» DOCUMENT EXTRACT
┌──

# American Trying to Relocate to Germany



## novymir

Hi all. I'm new here, but desperately in need of help, emphasis on the desperate. Any kind advice from someone who's been in my situation and found a way to work things out will help me so much.

I'm 25, U.S. native, living in a major US city in which I'm completely burnt out. I just finished my first semester of grad school and am dropping out, after changing majors and finding myself completely apathetic to school as I'm sadly unsure about what I want to do with my future. I work freelance as an art and garment fit model, and believe it or not it's pretty much full time work, supplemented with some freelance writing jobs on the side. My undergraduate degree is in English. Last year a job sent me to Paris to work for a month, and I traveled through Europe, spending the most time in Germany, for an additional two months. The summer before I had visited Germany and some other countries and already I didn't want to come home. 

I fell in love with Germany and would do nearly anything to stay. I'm exhausted and unhappy with my current life and location and want the experience of living abroad in a country I felt most comfortable in. Please trust that I'm not making this decision from a frivolous and emotional place and tell me to stay put and finish school or get another job here. It is not a hasty decision and is thoroughly what I want. I want to clarify because others have treated my decision very lightly and criticized me very heavily. It's the choice that I've made, now I'm seeking a logistical way.

I'm a year too old for their au pair program, and I've applied for a myriad of jobs. I work full time in art modeling because it pays, but I've held other work - in a literary nonprofit, an internship at a publisher, a couple of things like this. I applied for administrative work through US companies, no luck thus far. I looked into getting an English teaching certification, but it seems every expat in Berlin wants to teach English and the work is hard to come by. I've recently found some volunteering programs, such as through United Planet, but I feel unsure about paying a huge fee to do volunteer work. I have savings, but I don't want them to hemorrhage and force me home.

I know Germany has strict regulations but there has to be a way. Please, any information is helpful. Friends suggest that if worst comes to worst, I leave every three months, for the UK I guess? And reenter after a few days but I can't imagine this would last long without arousing suspicion. And most countries nearby are Schengan, so I think it would entail going to the UK or farther but I'm very unclear on these rules and afraid of getting trapped. I don't need citizenship necessarily, just a legal way to stay. I'd prefer Berlin, but Hamburg or any large city would be welcome at this point. My ancestry in Europe is too far back to qualify for citizenship. I found one Master's program in Berlin taught in English that fits my educational background, but I'm sure it's highly competitive so I don't want to depend on that. I don't speak German and my language skills aren't great. It was never a problem getting by when I was in Germany, but I would take language classes when there. I just know I can't count on German skills for a job.

Any thoughts or help are appreciated. Thank you, happy new year to everyone.


----------



## Bevdeforges

Ok, first of all the "duck out every three months to get a new stamp on your passport" doesn't work anymore. Under the Schengen agreement, you're allowed 90 days out of 180 in the Schengen zone, so you have to leave for at least 90 days.

Practically speaking, without family ties, you pretty much have to find a job first and then have your employer "sponsor" your visa. This is, as you might expect, something of a hassle and an expense for an employer so you need to have something to offer in the job market that is unavailable locally. It usually also means that they will expect you to have a conversational level of the local language.

The ideal situation is to have a US employer send you over to Europe, but most companies reserve those sorts of positions for upper level and/or long-term employees. When I found a job in Germany (twenty years ago), I had 15 years of work experience in the US (as an accountant), three languages and a year of international experience (i.e. an exchange position in the UK) to offer. It took me 18 months of job hunting to find a job over there and I wound up spending nearly $20,000 (ultimately tax deductible) funding a trip over so I could take interviews "while I was in the area."

└──

According to the forum thread on relocating to Germany, how many days is a visitor allowed in the Schengen zone?

» Named-object pointing records
┌──

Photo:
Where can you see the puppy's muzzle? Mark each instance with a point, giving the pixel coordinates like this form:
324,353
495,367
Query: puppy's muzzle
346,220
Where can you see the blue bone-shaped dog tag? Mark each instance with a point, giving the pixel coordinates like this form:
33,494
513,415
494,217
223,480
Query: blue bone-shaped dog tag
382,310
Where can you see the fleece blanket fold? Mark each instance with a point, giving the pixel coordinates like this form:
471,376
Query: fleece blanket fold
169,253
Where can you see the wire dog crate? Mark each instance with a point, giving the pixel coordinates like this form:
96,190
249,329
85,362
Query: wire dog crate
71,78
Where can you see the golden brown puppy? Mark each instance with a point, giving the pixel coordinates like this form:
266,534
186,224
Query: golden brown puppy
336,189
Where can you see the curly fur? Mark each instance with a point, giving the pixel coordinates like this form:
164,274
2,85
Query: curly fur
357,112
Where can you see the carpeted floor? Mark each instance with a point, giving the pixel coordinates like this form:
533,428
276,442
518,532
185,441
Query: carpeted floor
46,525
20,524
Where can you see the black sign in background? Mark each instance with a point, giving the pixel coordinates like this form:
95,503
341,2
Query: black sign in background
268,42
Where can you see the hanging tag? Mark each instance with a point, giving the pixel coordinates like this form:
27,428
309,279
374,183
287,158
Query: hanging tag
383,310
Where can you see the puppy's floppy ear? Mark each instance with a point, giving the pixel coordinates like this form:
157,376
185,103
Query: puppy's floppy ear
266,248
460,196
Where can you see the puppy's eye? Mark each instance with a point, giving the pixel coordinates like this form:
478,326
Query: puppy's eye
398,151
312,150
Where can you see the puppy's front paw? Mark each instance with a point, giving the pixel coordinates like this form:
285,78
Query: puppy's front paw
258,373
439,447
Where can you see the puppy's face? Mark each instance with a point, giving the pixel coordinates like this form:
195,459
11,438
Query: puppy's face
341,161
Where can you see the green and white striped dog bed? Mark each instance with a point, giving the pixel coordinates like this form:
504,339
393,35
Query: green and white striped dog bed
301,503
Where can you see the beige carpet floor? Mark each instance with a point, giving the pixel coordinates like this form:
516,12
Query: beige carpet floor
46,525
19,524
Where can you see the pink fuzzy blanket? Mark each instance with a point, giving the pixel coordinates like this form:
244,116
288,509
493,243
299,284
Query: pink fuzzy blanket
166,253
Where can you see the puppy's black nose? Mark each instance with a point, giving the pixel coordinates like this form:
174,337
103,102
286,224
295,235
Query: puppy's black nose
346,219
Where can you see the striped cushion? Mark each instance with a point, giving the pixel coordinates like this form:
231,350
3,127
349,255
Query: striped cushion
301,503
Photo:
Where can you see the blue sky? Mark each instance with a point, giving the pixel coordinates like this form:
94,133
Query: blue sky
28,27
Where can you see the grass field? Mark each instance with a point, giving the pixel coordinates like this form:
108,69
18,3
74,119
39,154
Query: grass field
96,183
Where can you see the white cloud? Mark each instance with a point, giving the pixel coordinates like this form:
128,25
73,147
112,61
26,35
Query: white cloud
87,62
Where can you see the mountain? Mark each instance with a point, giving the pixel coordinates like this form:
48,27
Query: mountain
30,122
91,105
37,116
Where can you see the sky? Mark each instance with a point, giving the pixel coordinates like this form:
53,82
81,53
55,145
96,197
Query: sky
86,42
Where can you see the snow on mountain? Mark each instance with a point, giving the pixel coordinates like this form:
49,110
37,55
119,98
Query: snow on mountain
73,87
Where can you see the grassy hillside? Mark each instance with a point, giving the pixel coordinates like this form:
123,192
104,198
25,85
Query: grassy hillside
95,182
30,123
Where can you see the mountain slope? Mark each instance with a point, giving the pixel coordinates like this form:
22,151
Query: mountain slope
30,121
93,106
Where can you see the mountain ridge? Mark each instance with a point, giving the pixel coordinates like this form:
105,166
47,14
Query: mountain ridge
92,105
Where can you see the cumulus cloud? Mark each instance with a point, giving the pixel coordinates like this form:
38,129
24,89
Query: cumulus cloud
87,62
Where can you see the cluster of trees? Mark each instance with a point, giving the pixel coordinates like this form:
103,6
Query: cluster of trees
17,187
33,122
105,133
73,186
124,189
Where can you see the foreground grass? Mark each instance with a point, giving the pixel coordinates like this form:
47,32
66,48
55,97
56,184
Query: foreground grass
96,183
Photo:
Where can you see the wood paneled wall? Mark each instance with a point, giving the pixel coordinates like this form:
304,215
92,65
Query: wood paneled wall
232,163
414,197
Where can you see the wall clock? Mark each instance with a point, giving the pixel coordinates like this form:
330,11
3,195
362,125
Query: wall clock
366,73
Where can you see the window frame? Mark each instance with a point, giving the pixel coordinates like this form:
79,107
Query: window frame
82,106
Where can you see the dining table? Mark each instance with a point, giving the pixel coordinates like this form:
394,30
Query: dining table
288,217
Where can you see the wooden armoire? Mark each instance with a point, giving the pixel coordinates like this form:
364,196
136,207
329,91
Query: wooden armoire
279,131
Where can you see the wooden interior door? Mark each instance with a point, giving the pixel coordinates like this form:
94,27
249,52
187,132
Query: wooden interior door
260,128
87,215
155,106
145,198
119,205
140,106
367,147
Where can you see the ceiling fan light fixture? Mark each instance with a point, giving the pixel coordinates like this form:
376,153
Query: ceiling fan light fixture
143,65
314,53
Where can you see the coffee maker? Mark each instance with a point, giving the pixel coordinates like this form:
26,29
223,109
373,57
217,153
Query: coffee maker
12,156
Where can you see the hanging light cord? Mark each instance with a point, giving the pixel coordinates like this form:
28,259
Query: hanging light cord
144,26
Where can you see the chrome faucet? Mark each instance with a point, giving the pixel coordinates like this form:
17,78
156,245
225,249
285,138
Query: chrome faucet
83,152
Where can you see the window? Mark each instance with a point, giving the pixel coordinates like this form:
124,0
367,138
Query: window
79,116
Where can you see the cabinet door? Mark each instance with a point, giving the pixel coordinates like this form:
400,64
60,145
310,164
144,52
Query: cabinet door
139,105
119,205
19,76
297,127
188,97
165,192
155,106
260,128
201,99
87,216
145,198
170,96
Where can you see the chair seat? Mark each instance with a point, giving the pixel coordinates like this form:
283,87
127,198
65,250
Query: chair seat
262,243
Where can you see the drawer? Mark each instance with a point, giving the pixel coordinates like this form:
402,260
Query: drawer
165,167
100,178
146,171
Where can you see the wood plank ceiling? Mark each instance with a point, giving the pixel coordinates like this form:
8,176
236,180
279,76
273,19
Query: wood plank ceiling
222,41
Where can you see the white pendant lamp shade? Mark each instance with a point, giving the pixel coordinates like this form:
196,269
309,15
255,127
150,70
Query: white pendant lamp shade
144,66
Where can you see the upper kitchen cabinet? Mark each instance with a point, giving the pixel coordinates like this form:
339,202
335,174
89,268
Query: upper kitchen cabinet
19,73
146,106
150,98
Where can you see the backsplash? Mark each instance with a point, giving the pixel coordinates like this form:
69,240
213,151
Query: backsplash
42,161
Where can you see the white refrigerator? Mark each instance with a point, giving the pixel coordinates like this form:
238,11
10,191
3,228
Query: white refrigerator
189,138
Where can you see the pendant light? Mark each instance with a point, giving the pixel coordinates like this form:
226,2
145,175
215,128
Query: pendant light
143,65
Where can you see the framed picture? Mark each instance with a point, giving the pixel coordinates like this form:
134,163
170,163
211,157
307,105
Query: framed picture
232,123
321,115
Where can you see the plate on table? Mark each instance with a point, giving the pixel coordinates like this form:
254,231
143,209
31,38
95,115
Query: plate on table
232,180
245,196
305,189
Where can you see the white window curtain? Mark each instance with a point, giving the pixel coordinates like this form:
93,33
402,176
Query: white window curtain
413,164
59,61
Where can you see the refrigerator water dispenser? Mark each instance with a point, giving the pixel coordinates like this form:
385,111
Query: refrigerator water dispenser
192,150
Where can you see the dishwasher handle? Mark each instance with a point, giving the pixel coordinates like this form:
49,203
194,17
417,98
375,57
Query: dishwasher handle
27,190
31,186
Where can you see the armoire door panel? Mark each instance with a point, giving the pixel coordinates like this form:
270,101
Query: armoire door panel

└──

» EXPECTED OUTPUT
90 days out of every 180.